Set task => Extract every line from the items below that contains the string "reflection".

Provided entries =>
.....

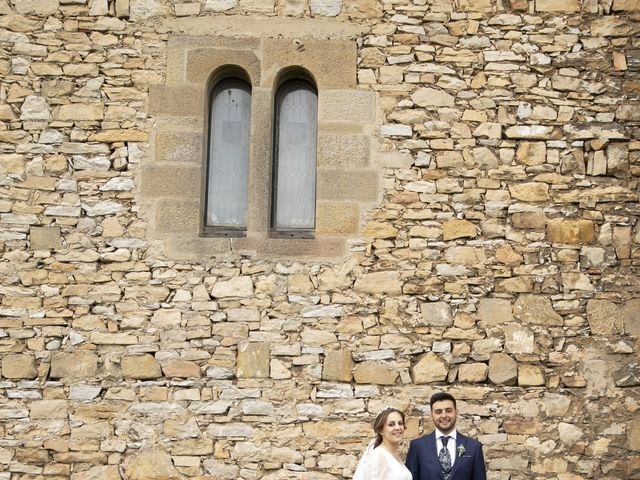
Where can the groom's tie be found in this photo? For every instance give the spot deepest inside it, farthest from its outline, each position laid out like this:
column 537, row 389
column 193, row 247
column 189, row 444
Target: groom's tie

.....

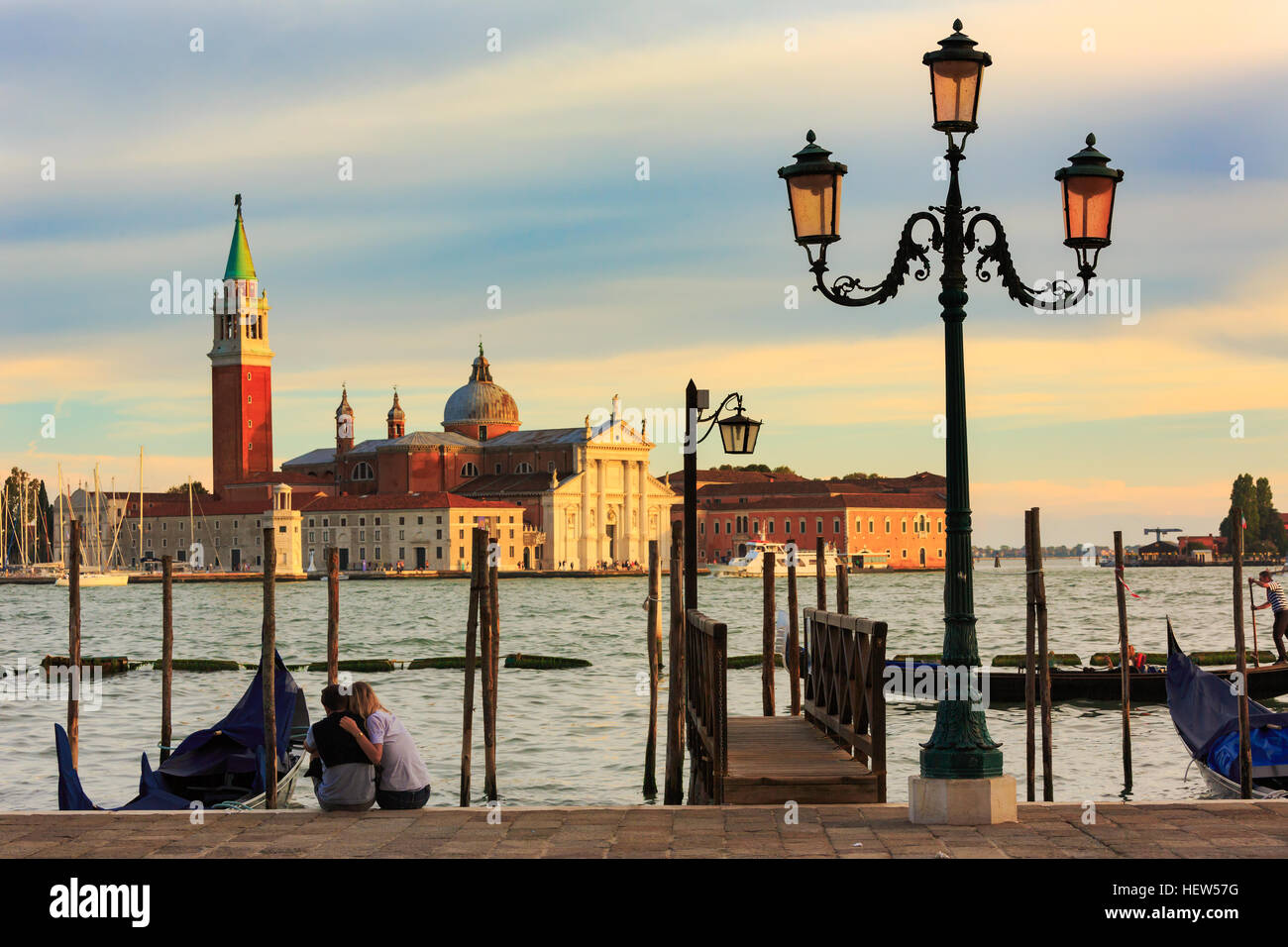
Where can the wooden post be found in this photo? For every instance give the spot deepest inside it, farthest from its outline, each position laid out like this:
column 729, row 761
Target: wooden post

.....

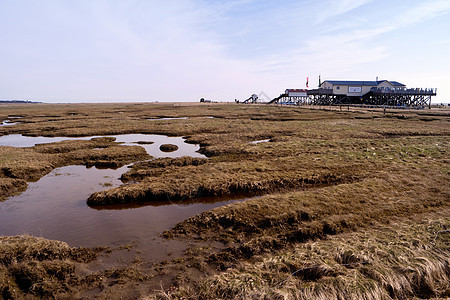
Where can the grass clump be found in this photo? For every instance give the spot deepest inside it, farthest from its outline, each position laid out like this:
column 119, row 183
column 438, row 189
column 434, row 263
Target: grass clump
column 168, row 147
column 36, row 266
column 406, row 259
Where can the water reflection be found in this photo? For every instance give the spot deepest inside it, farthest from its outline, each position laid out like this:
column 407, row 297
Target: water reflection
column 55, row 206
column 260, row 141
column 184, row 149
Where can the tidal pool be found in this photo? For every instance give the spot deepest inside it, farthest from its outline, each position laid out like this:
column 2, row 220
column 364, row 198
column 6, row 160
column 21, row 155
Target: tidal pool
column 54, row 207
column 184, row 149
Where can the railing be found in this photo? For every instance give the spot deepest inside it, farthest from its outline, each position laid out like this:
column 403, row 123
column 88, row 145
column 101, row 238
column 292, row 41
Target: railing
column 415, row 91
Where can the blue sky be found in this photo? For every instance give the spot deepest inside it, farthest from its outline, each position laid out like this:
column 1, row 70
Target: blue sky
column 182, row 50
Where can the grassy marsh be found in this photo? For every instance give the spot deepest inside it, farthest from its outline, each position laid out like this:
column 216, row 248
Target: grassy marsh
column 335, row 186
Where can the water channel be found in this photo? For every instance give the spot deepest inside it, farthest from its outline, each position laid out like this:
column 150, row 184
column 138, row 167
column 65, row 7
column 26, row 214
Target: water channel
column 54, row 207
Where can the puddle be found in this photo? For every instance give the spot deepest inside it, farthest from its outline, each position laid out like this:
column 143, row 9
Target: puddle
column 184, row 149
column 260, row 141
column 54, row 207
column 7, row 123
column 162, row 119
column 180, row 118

.....

Solution =>
Where can the water reflection be found in this photo? For every instance give the spot deepest inside it, farthest from its outline, each position laid out like this:
Target: water reflection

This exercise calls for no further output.